§ **Problems to work on**
1 - From the entries below, recast the part that opens with the line containing "Note to the class: locate the black" and closes with the line containing "<point>579,504</point>" as a JSON list of strings, one string per line and blank lines left out.
2 - Continue the forum thread below about finding the derivative of 4/sqrt(x) from the point where it stops.

§ **Excerpt to read**
....

[SOLVED] Derivative help

**rawkstar** · October 5th 2009, 12:24 PM

i need to find the derivative of 4/sqrt (x)
Any help?

**e^(i*pi)** · October 5th 2009, 12:28 PM

Originally Posted by rawkstar

i need to find the derivative of 4/sqrt (x)
Any help?

$4x^{-\frac{1}{2}}$

Can be differentiated using the standard method

**rawkstar** · October 5th 2009, 12:33 PM

i'm just beginning my calc class so i dont know what that means
can someone help me find the derivative using the limit of the definition

**Plato** · October 5th 2009, 01:10 PM

Originally Posted by rawkstar

i'm just beginning my calc class so i dont know what that means
can someone help me find the derivative using the limit of the definition

Can you do algebra? Can you simplify the following?
$\frac{{\frac{4}{{\sqrt {x + h} }} - \frac{4}{{\sqrt x }}}}{h}$

**rawkstar** · October 5th 2009, 01:39 PM

Originally Posted by Plato

Can you do algebra? Can you simplify the following?

....

(Rows from a dataset for pointing)

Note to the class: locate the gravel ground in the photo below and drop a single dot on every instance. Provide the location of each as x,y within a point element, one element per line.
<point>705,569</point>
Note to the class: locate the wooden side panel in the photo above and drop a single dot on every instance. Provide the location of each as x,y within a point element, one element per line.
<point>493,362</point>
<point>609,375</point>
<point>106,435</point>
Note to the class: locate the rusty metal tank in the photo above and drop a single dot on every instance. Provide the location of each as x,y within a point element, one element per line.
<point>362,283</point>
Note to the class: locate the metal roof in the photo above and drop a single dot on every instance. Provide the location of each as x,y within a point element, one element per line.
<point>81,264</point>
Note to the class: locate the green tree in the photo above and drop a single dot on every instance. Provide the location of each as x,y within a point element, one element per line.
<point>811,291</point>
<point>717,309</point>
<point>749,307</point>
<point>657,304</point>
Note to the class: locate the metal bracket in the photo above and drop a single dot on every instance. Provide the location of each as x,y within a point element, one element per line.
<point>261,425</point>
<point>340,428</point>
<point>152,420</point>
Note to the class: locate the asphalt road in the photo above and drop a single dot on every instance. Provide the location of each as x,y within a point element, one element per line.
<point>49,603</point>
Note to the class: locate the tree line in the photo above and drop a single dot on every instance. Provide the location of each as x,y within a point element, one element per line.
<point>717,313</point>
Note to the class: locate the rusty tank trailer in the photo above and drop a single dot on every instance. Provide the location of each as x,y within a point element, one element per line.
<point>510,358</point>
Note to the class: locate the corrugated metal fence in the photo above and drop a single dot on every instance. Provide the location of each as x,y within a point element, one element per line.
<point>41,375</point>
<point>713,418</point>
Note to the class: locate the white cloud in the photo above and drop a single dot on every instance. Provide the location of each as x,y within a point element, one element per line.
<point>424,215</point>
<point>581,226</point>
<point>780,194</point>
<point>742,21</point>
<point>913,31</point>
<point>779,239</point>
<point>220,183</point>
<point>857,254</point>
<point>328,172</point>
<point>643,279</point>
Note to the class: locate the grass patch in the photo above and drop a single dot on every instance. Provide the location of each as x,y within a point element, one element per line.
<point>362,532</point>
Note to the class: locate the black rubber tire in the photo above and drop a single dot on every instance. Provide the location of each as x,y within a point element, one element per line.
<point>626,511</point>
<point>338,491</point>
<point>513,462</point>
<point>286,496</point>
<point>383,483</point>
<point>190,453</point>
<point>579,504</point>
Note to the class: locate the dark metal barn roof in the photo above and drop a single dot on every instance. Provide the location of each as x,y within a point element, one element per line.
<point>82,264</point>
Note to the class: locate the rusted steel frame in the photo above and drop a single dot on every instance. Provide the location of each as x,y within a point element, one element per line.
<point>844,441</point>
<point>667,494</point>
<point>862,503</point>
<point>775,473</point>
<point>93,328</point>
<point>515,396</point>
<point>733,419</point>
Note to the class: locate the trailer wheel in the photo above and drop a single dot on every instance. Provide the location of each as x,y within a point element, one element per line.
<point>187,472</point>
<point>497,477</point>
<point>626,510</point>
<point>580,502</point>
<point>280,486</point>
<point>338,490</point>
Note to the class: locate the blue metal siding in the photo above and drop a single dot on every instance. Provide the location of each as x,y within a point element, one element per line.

....

§ **Answers for the exercise**
1 -
[
  "Note to the class: locate the black rubber tire in the photo above and drop a single dot on every instance. Provide the location of each as x,y within a point element, one element per line.",
  "<point>626,511</point>",
  "<point>338,491</point>",
  "<point>513,462</point>",
  "<point>286,496</point>",
  "<point>383,483</point>",
  "<point>190,453</point>",
  "<point>579,504</point>"
]

2 -
$\frac{{\frac{4}{{\sqrt {x + h} }} - \frac{4}{{\sqrt x }}}}{h}$

i know how to simplify the numerator
my problem is that i don't know how to simplify the denominator

**Plato** · October 5th 2009, 01:57 PM

Originally Posted by rawkstar

i know how to simplify the numerator
my problem is that i don't know how to simplify the denominator

Did you get $\frac{{\frac{4}{{\sqrt {x + h} }} - \frac{4}{{\sqrt x }}}}{h} = \frac{{4\sqrt x - 4\sqrt {x + h} }}{{h\sqrt x \sqrt {x + h} }}?$

**rawkstar** · October 5th 2009, 02:14 PM

no

**Plato** · October 5th 2009, 02:17 PM

Originally Posted by rawkstar

no

Even so, do you understand how it was done? It is simple algebra.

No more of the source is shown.